> **Reading passage**
Data Transformation

The option of data transformation to meet assumptions has been mentioned several times as a possible (and more powerful) alternative to nonparametric approaches. Transformation of data for least-squares linear regression greatly expands the utility of the analysis by allowing its application to nonlinear relationships. Before we get too far along, please realize that data transformation is not cheating! Transformation merely changes the scale at which the observations are analyzed and/or reported.

Least squares linear regression has 4 main assumptions, 2 of which we already have touched upon, i.e., the assumption of a causal and linear relationship between the independent (X) and dependent (Y) variable. In addition to those assumptions, we assume that the values of Y are normally distributed around each value of X (we are only going to consider model I regression, which assumes that X is measured without error), and we assume that those distributions are all homoscedastic, i.e., they have equal variances.

I have tried to depict these assumptions below. Just imagine that the graph has been tipped away from you so that the frequency distributions of the observations (Y around each value of X can be observed. The line of best fit would pass through the base of the distributions:

As you can (hopefully) see, for each of the 4 values of X, there is a symmetrical distribution of the values of Y, and the width of the 4 distributions is comparable. When dealing with data that have this structure (numerous observations for each value of X), we can apply our conventional tests for the assumptions, using the Shapiro-Wilk test for the observations associated with each value of X, and Bartlett's test (or the F_max test) to examine the variances across the values of X.

We will address transformation to meet the homogeneity of variance assumption momentarily (even though it is best to conduct the variance transformation first, as it might cure a non-normality issue as well), but if the normality assumption is violated, transformation will essentially be a process of trial and error: transform the observations for the dependent variable, test for normality of the transformed observations (which we will designate as Y'), and repeat. Some common transformations are log transformation (Y' = log(Y)), square root transformation (Y' = sqrt(Y)) and reciprocal square root transformation (Y' = 1/(sqrt(Y))).

There is one instance where you will almost certainly need to apply a known transformation to the dependent variable, and that is when you are working with proportions. Because proportions are bounded by 0 and 1, the distribution tends to be narrower than a normal distribution when the central tendency is near 0.5, and becomes skewed as central tendencies approach 0 or 1. Arcsin transformation will generally fix this, where Y' = asin(sqrt(Y))-0.2853982. The units of Y' are radians. The 0.2853982 that is subtracted is the difference between asin(0.5) and 0.5, so subtracting that difference serves to keep 0.5 as the center of the distribution, while extending the tails from 0 and 1 to -0.2853982 and 1.285398.

> **Given data**
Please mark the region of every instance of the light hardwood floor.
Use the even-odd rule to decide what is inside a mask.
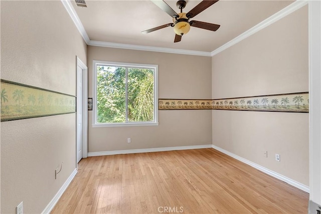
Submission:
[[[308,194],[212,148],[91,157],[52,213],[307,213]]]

> **Task list**
[1] Repeat word for word the part of the data transformation passage between "I have tried" and "values of X.", inclusive.
[2] Pick up the passage on data transformation for regression after its final sentence and continue writing it.

> **Answers given**
[1]
I have tried to depict these assumptions below. Just imagine that the graph has been tipped away from you so that the frequency distributions of the observations (Y around each value of X can be observed. The line of best fit would pass through the base of the distributions:

As you can (hopefully) see, for each of the 4 values of X, there is a symmetrical distribution of the values of Y, and the width of the 4 distributions is comparable. When dealing with data that have this structure (numerous observations for each value of X), we can apply our conventional tests for the assumptions, using the Shapiro-Wilk test for the observations associated with each value of X, and Bartlett's test (or the F_max test) to examine the variances across the values of X.

[2]
In Excel, the formula for the transformation would be: =ASIN(SQRT(Y))-0.2853982.

Transformation to meet the normality assumption follows the same process as described above for the analyses that we already have covered that share the assumption of normally distributed error terms (single-sample t-test, 2-sample t-test, and ANOVA).

In a large number of instances (including the data sets for this week's assignment) you will not have a sufficient number of observations for each value of X to conduct statistical tests of the assumptions. Fear not! Although the normality issue will have to remain a large question mark, we can still do our due diligence by examining residual plots.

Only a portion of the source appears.